In addition, recent reviews of the available anatomical (Shoshani et al. 1996) and genetic evidence (Ruvolo 1995, 1997; Wise et al. 1997) have convincingly re-affirmed yet again the theory that apes and anatomically modern humans share a common ancestry. The DNA sequences of human chromosomes 2 and 4 have been completely analysed and were published in the April 7 (2005) issue of Nature, reinforcing the conclusions reached by previous studies. In essence, the chimp chromosomes 2a and 2b fused to form the human chromosome 2. Previous comparisons between the chimpanzee and human genomes and other known genomes have yielded a gene which appears to be functional only in chimpanzees and humans. This gene is suggested to make a protein in the brain and testicals. Furthermore, geneticists have analysed the differences in the amino acid sequences of protein and in the base sequences of DNA from apes and humans; the results have yielded a divergence time-frame of 5-8 million years ago.

→ Data shown:

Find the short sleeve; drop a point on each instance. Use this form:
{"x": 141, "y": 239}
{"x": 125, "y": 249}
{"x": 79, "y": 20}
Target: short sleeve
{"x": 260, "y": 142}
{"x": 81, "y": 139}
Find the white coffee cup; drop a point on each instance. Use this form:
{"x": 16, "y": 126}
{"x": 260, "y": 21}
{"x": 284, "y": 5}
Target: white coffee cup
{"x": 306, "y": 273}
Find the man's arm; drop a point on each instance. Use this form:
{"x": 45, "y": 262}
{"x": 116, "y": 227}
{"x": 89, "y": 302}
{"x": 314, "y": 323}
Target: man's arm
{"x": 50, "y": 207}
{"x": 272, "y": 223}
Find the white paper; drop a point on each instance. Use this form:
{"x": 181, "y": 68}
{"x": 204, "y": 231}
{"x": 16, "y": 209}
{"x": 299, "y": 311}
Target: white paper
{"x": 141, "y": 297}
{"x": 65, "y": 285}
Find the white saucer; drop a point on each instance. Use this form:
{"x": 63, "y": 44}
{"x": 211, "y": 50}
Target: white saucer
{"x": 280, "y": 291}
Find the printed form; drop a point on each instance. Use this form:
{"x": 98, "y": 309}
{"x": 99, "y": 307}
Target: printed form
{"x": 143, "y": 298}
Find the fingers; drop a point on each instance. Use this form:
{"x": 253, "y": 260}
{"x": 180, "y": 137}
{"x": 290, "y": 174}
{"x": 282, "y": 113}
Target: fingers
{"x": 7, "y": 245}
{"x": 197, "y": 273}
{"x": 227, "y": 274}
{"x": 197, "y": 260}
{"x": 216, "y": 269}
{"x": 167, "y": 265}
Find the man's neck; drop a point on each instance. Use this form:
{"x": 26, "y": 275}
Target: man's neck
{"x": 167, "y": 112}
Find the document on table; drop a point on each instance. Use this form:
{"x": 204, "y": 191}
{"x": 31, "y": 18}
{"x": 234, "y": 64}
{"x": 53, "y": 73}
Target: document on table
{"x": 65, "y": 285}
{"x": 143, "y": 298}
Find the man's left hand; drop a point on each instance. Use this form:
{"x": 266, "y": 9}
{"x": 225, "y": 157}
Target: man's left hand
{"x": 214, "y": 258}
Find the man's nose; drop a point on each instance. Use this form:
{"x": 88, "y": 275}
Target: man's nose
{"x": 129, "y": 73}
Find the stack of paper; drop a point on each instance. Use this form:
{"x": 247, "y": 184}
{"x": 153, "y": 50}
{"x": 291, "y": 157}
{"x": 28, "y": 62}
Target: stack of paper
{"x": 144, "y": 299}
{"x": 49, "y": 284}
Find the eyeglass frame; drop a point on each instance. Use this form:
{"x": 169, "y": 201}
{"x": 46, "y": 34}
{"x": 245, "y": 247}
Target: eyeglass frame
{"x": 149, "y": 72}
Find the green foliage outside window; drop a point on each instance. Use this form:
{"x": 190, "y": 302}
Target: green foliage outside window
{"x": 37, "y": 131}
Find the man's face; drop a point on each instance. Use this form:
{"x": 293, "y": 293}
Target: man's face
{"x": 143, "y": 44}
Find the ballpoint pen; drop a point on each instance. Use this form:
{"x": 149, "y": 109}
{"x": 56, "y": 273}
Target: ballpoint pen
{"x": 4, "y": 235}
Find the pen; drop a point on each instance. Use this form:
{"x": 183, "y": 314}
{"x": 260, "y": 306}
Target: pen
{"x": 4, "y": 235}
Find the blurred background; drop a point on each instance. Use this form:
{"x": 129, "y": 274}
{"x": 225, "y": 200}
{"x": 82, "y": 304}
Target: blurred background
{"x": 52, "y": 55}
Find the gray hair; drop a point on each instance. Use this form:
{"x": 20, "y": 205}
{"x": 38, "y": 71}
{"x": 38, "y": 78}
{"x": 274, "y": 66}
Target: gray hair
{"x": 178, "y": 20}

→ Task description:
Quote the passage on the shared ancestry of apes and humans in full, word for word.

→ Solution:
In addition, recent reviews of the available anatomical (Shoshani et al. 1996) and genetic evidence (Ruvolo 1995, 1997; Wise et al. 1997) have convincingly re-affirmed yet again the theory that apes and anatomically modern humans share a common ancestry. The DNA sequences of human chromosomes 2 and 4 have been completely analysed and were published in the April 7 (2005) issue of Nature, reinforcing the conclusions reached by previous studies. In essence, the chimp chromosomes 2a and 2b fused to form the human chromosome 2. Previous comparisons between the chimpanzee and human genomes and other known genomes have yielded a gene which appears to be functional only in chimpanzees and humans. This gene is suggested to make a protein in the brain and testicals. Furthermore, geneticists have analysed the differences in the amino acid sequences of protein and in the base sequences of DNA from apes and humans; the results have yielded a divergence time-frame of 5-8 million years ago.